So, the answer is no. After importing the curated data into the data model, it is accessible to the data visualization layer.

Now that we understand the flow of data in Power BI, it is time to learn more about data modeling in Power BI.

What data modeling means in Power BI

Data modeling is undoubtedly one of the most important parts of Power BI development. It is crucial to understand the purpose of data modeling in Power BI from data models in transactional systems. In a transactional system, the goal is to have a model optimized for recording transactional data. Nevertheless, a well-designed data model in Power BI must be optimized for querying the data and reducing the dataset size by aggregating the data.

In reality, not everyone has the luxury of having a data warehouse, so it is a vital skill to know how to create a data model in Power BI. While it is very tempting to get all the data from various data sources and import it to Power BI, answering business questions can quickly translate to complex queries that take a long time to process, which is not ideal. The best practice is to avoid importing everything from the data sources into Power BI and solving the related problems later such as performance issues, data model complexities, and having unnecessarily large data models. Instead, it is wise to get the data model right to precisely answer business-driven questions in the most performant way. When modeling data in Power BI, we must build a data model based on the business logic. So, we may need to join different tables and aggregate the data to a level that answers all business-driven questions, which can be tricky when we have data from various data sources of different grains.

Therefore, we need to transform and reshape the data in Power Query before loading it into the data model. After cutting all the noise from the data, we have a clean, easy-to-understand, and easy-to-work-with data model.

Semantic model

Power BI inherits its characteristics from Power Pivot and SSAS Tabular. Both of them use the xVelocity engine, an updated version of the VertiPaq engine designed for in-memory data analysis. The xVelocity engine leverages column store indexing and consists of semantic model objects such as tables, relationships, hierarchies, and measures stored in memory. All of this means that we would expect tremendous performance gains over highly compressed data, right? Well, it depends. We can expect fast and responsive reports if we efficiently transform and model the data supporting the business logic. Conceptually, the data model in Power BI is a semantic model. Let us untangle this a bit.

A semantic model is a unified data model that provides business contexts to data. The semantic model can be accessed from various data visualization tools, such as Excel, without further transformation. When we publish a Power BI report file (PBIX) to the Power BI Service, the service stores the report in two separate objects. The transformation steps and the data model are stored as a Dataset object and the report as a Report object. A dataset in the Power BI Service is indeed our semantic model. We can connect to the datasets from Power BI Desktop, analyze the datasets in Excel, or use third-party tools such as Tableau. The latter requires an XMLA endpoint connection to a Power BI Premium dataset.

We will not cover the details of XMLA endpoints in this book. You can read more about XMLA endpoints here: https://docs.microsoft.com/en-us/power-bi/enterprise/service-premium-connect-tools?WT.mc_id=DP-MVP-5003466.

Building an efficient data model in Power BI

An efficient data model is easy to understand and easy to maintain. At the same time, it must answer all data-driven questions the business may ask. Let us analyze the preceding sentence. An efficient model must do the following:

  • Perform well (be fast)
  • Be business-driven
  • Decrease the complexity of the required DAX expressions (easy to understand)

★ ★ ★ ★

### EXERCISES TO COMPLETE:
a. Copy the passage in the Power BI data modeling excerpt from "So, the answer" to "modeling in Power BI.".
b. In the Power BI data modeling excerpt, what two separate objects does the Power BI Service store a published PBIX report file as?
c. Using the Power BI data modeling excerpt, explain why the data must be transformed and reshaped in Power Query before it is loaded into the data model.

(Pointing dataset excerpts)

★ ★ ★ ★

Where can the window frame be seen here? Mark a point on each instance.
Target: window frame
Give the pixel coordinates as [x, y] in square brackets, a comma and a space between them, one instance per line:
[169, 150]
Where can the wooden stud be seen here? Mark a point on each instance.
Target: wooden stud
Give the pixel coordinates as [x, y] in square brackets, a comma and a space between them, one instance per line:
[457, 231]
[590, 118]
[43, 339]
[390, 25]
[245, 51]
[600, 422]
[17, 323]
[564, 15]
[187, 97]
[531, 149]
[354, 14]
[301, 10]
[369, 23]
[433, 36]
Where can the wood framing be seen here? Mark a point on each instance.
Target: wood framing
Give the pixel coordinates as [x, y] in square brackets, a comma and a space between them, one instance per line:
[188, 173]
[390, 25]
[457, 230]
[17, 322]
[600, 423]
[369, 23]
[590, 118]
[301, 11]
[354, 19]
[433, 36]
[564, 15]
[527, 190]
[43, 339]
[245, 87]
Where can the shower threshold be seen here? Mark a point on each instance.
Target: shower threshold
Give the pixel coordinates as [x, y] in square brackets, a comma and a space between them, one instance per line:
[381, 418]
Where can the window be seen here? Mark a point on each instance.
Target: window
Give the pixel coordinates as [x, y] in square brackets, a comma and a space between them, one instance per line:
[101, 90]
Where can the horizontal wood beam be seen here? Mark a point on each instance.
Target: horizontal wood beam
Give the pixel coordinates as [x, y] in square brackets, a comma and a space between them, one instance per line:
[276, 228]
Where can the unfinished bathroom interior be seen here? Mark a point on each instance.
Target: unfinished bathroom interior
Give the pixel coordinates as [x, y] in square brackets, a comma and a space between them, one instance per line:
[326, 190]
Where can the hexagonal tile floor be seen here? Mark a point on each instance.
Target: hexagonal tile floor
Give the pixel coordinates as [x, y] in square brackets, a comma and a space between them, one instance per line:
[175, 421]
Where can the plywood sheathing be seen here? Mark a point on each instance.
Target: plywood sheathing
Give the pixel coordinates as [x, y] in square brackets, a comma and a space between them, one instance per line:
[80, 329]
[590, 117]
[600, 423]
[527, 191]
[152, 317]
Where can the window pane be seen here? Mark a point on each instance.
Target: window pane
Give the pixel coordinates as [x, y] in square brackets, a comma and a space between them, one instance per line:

★ ★ ★ ★

### ANSWERS PROVIDED:
a.
So, the answer is no. After importing the curated data into the data model, it is accessible to the data visualization layer.

Now that we understand the flow of data in Power BI, it is time to learn more about data modeling in Power BI.

b. A Dataset object, which holds the transformation steps and the data model, and a Report object, which holds the report.

c. The data model has to be built on the business logic, so different tables may need to be joined and the data aggregated to a level that answers all business-driven questions. This can be tricky when the data comes from various sources with different grains, so the data is transformed and reshaped first.